Pick out each line of the material below that contains the word "brown" and copy those lines in full.
==== Data supplied ====
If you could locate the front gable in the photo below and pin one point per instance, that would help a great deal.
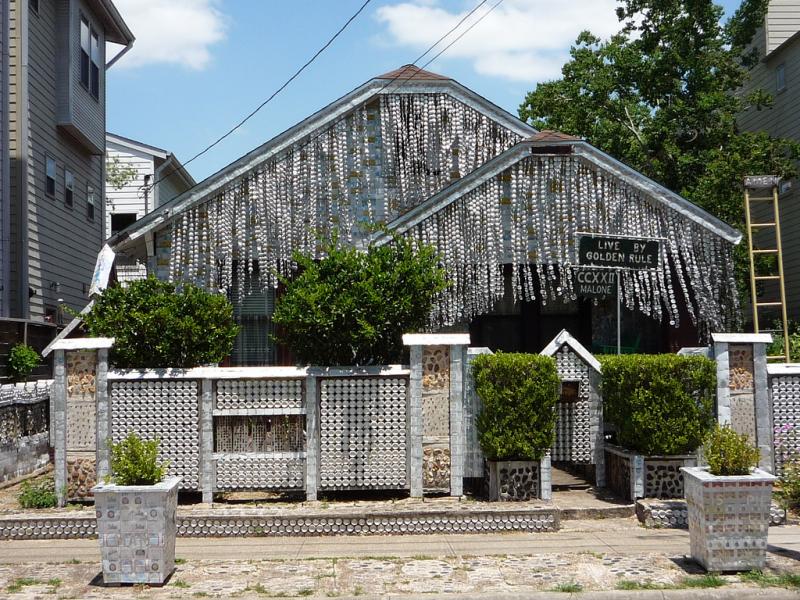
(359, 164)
====
==== Data supplied ====
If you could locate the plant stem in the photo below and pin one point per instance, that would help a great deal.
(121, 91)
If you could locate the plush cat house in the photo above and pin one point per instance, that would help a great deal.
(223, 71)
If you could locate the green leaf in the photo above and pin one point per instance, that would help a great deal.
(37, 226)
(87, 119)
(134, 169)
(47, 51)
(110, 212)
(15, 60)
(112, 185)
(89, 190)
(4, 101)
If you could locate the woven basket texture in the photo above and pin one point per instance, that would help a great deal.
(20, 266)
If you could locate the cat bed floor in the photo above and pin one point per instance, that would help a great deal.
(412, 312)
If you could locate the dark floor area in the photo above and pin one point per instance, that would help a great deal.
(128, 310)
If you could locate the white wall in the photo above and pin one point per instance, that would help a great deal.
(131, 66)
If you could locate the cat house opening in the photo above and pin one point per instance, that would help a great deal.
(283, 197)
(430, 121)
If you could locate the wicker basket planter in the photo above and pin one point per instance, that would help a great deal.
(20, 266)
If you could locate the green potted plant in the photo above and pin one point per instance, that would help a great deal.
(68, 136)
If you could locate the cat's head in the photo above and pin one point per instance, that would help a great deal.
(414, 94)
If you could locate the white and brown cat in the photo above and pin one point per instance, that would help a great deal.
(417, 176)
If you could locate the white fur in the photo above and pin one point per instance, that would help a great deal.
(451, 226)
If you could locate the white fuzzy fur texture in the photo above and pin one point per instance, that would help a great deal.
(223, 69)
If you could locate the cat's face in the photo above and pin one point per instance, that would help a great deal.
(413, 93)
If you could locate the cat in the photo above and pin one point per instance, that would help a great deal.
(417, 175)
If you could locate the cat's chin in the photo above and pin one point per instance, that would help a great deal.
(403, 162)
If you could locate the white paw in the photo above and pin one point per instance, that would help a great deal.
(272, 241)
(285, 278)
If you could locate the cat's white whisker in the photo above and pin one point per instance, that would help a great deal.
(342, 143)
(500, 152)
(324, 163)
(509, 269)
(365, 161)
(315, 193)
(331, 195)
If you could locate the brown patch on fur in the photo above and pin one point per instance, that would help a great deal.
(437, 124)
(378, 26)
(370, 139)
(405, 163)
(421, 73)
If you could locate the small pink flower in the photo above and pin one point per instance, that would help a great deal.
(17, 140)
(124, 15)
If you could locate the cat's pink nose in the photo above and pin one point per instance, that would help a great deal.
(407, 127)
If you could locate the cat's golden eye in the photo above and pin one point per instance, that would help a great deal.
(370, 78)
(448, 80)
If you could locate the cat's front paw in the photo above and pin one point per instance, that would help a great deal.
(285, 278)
====
• **Full answer**
If you could locate the white and brown cat in the photo above and pin one point per instance, that would help a great deal.
If you could locate the brown patch on fur in the photo above and pin one point per instance, that would help a great deal.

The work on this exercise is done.